Document excerpt:

--- START ---

Oh, the pesky double chin! Caused by aging, genetics, weight gain — or any combination of these factors — there is now a new treatment for this "aesthetic condition." The Food and Drug Administration approved Kybella (deoxycholic acid) for moderate-to-severe fat below the chin. Kybella, a drug that is injected directly into the chin area where it destroys fat cells, is now the first and only approved non-surgical treatment for reduction of submental fullness.

“Using Kybella for the treatment of fat outside of the submental area is not approved and is not recommended,” the FDA warned in its announcement. Kybella is identical to the deoxycholic acid that is produced in the body to help absorb fats.

The most common side effects of the drug include swelling, bruising, pain, numbness, redness, and areas of hardness. Kybella, which is manufactured by Kythera Biopharmaceuticals of California, also can cause nerve injury in the jaw or destroy skin cells if it is accidentally injected into the skin. Two clinical trials with 1,022 volunteers established the safety and effectiveness of Kybella.

Kythera Biopharmaceuticals, which has not announced the price of their product yet, says the newly approved Kybella should become available during late summer. To get a chin lift, then, people will see a properly trained dermatologist or plastic surgeon. The effects of the drug are enduring, according to the company. The kind of routine return treatments that are typical of most injectable cosmetic treatments, such as Botox, will not be necessary.

Kybella is being provided in single patient use vials and should not be mixed or diluted. During a treatment, a patient will be given a local anesthetic and then be injected directly in their submental fullness up to 50 times. A limit of six such treatments, no less than one month apart, are permissable.

“Caution should also be used in patients who have had prior surgical or aesthetic treatment of the submental area,” noted the FDA. Interestingly, to thwart drug counterfeiters, Kybella will be distributed in a dispensing pack with a unique hologram on the vial label.

The “common yet under-treated aesthetic condition” of chin fat bothers 68 percent of consumers, says the American Society for Dermatologic Surgery. On its website, Kythera Biopharmaceuticals notes that it is working on a treatment for hair loss, while actively researching skin aging and fat biology.

--- END ---

Exercise data:
--- START ---

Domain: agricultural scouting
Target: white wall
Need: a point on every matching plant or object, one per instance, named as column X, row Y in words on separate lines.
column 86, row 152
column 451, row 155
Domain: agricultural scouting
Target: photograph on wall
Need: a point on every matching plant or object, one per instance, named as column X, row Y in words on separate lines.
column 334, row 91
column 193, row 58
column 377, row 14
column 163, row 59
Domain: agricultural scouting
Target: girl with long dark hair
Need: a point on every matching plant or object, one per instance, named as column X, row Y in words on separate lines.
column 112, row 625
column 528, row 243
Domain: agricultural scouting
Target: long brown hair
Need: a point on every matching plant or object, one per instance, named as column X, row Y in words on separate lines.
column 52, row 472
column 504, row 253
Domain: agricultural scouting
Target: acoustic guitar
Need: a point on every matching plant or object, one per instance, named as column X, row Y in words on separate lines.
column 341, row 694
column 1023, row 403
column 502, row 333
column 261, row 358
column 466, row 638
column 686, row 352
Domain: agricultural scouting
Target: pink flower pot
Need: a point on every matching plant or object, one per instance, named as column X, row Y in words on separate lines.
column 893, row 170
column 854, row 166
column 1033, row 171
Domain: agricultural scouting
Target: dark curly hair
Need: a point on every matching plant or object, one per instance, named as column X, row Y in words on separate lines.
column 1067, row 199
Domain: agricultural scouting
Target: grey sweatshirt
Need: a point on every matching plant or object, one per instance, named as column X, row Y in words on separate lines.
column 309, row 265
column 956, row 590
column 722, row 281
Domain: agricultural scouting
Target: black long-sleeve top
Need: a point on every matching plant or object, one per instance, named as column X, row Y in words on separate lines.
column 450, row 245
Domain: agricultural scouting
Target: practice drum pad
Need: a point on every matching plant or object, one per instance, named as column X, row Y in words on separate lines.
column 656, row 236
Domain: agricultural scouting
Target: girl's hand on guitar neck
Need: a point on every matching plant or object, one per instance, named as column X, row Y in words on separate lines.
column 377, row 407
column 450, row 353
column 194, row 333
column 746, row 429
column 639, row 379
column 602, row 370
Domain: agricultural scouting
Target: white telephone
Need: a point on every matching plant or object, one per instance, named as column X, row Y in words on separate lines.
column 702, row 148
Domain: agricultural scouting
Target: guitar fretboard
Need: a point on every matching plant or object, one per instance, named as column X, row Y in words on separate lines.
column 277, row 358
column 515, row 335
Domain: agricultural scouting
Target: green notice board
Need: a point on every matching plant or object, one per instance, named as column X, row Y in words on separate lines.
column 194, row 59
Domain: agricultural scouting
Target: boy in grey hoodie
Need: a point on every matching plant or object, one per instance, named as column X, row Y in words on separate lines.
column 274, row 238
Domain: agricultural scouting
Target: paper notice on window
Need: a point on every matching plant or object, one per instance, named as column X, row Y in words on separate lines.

--- END ---

What to do:
**A)** In the Kybella article, how many volunteers took part in the two clinical trials?
**B)** Please write out the Kybella article from "The most common" up to and including "effectiveness of Kybella.".

Results of the exercise:
**A)** 1,022 volunteers.

**B)**
The most common side effects of the drug include swelling, bruising, pain, numbness, redness, and areas of hardness. Kybella, which is manufactured by Kythera Biopharmaceuticals of California, also can cause nerve injury in the jaw or destroy skin cells if it is accidentally injected into the skin. Two clinical trials with 1,022 volunteers established the safety and effectiveness of Kybella.